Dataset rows
------------------------------------

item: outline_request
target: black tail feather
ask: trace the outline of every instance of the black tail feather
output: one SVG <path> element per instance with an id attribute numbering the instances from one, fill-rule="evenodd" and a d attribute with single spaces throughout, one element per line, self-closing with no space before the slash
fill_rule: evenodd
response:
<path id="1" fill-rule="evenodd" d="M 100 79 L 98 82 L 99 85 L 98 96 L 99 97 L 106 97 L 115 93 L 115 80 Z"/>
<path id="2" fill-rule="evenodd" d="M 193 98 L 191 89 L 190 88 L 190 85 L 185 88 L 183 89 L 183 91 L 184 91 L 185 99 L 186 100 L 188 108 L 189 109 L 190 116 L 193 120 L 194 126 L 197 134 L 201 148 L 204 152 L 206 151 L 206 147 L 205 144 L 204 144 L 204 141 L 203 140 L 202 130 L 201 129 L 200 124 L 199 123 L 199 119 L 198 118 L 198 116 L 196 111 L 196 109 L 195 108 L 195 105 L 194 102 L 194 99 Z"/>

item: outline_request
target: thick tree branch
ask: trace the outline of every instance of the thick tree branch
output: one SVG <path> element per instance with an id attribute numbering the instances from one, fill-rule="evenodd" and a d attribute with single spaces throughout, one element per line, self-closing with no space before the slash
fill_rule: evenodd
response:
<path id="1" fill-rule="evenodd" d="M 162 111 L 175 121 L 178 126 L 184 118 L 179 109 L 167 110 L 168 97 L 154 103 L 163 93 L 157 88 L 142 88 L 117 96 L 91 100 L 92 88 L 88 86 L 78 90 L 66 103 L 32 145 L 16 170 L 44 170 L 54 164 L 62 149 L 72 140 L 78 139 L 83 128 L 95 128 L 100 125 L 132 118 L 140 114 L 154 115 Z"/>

------------------------------------

Exercise →
Which lines in the rows above contain the word "black"? Extract each such line in full, and treat uppercase and lowercase as different.

Correct output →
target: black tail feather
ask: trace the outline of every instance of the black tail feather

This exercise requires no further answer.